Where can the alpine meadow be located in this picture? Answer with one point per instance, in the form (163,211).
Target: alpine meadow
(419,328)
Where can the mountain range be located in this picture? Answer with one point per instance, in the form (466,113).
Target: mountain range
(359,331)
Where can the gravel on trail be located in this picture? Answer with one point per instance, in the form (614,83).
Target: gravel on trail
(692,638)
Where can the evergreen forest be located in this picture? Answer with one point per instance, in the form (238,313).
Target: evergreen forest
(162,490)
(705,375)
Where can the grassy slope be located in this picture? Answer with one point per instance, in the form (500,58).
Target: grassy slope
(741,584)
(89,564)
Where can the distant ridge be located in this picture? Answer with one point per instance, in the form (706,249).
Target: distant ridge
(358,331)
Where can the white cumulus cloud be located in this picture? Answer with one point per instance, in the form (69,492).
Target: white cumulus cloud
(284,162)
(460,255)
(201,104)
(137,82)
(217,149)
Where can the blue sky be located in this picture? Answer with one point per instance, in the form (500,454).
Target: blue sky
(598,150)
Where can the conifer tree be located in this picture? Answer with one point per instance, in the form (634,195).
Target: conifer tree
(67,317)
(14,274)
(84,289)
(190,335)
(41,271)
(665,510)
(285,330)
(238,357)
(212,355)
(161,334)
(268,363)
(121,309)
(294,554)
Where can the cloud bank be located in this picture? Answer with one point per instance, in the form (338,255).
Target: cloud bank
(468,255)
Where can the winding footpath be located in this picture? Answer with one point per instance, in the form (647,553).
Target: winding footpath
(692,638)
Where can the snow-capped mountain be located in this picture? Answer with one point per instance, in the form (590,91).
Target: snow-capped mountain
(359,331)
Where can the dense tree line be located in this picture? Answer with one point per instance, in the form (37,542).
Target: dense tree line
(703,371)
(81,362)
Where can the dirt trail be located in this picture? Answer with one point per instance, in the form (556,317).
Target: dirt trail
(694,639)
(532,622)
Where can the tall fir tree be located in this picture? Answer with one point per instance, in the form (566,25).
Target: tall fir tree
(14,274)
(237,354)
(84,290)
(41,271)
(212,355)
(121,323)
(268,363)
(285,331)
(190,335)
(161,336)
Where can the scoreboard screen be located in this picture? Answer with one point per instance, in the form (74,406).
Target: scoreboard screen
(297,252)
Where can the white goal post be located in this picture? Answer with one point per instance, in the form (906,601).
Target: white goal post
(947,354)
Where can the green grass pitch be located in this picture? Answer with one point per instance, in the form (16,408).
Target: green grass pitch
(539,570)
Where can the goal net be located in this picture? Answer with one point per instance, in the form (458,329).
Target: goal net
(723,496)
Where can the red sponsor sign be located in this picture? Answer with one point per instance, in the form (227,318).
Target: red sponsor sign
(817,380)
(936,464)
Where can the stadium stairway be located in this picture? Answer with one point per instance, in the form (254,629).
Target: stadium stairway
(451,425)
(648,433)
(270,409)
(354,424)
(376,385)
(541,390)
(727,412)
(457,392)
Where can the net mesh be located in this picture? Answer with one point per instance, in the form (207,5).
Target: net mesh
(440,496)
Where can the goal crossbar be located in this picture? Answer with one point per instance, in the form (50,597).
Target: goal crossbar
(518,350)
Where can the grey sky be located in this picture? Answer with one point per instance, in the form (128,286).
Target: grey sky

________________________

(Problem requirements) Could you rewrite the stretch from the line containing "Where can the goal crossbar" through the end of the entries, keeping every line (requests included) and adding -68 to each coordinate in the answers only?

(Expected answer)
Where can the goal crossbar be located in this picture? Answer with one point per instance, in the form (50,597).
Target: goal crossbar
(450,282)
Where can the grey sky be located in this picture? Answer with one point per instance, in the form (128,286).
Target: grey sky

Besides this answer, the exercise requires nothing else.